- [What to produce]
Reproduce the data starting with the line containing "Wildlife camera triggered — scan the photo above for building" and continuing through the end of the data, requests included, adjusting every bounding-box coordinate in the answers by -5. Leave the requests and their format samples unchanged.

- [Records shown]
______________________________

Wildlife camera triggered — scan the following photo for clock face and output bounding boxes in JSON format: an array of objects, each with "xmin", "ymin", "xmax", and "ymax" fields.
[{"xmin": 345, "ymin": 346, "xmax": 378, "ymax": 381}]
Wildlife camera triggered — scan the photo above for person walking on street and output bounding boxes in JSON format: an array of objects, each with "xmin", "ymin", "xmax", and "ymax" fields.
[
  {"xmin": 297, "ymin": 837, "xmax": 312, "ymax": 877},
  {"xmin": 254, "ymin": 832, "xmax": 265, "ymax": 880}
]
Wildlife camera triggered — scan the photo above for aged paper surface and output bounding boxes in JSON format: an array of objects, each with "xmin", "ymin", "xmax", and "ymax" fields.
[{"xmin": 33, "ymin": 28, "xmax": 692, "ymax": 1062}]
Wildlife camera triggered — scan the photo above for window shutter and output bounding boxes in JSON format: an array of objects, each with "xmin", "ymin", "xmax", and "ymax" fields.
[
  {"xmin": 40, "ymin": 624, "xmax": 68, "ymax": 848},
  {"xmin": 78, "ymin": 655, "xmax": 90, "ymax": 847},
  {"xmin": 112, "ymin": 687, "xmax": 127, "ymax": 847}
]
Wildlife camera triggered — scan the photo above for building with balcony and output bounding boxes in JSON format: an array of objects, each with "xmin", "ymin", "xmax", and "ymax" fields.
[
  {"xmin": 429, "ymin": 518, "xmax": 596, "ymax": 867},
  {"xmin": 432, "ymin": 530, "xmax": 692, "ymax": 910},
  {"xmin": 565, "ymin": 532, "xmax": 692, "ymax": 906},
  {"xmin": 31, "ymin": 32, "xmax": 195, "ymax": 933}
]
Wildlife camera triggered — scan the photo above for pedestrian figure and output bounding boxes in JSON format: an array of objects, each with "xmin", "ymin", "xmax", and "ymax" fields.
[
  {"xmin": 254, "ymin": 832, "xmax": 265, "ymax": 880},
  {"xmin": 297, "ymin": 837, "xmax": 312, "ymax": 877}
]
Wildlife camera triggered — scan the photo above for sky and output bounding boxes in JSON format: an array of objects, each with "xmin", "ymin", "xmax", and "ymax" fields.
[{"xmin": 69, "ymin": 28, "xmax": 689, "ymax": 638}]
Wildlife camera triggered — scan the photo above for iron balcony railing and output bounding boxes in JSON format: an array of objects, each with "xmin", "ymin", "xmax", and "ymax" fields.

______________________________

- [Output for this exercise]
Wildlife camera triggered — scan the photo above for building with balcony and output bounding boxes in JSON format: an array of objects, each with "xmin", "ymin", "xmax", and "ymax" fields.
[
  {"xmin": 424, "ymin": 513, "xmax": 591, "ymax": 862},
  {"xmin": 427, "ymin": 525, "xmax": 687, "ymax": 905},
  {"xmin": 560, "ymin": 527, "xmax": 687, "ymax": 901},
  {"xmin": 26, "ymin": 27, "xmax": 190, "ymax": 928}
]
Wildlife camera triggered — scan the photo above for pedestrian figure and output bounding boxes in JSON format: an array of objects, each with "xmin", "ymin", "xmax", and "ymax" fields.
[
  {"xmin": 249, "ymin": 827, "xmax": 260, "ymax": 875},
  {"xmin": 292, "ymin": 832, "xmax": 307, "ymax": 872}
]
Wildlife camera triggered — scan the photo above for sky and output bounding boxes in JSON format: an array of objects, each with "xmin", "ymin", "xmax", and "ymax" fields.
[{"xmin": 64, "ymin": 23, "xmax": 684, "ymax": 633}]
Wildlife camera triggered — scan the photo above for iron balcony railing and output bounding boxes in JSON format: an array of objects, each with "xmin", "ymin", "xmax", and "ymax" fields.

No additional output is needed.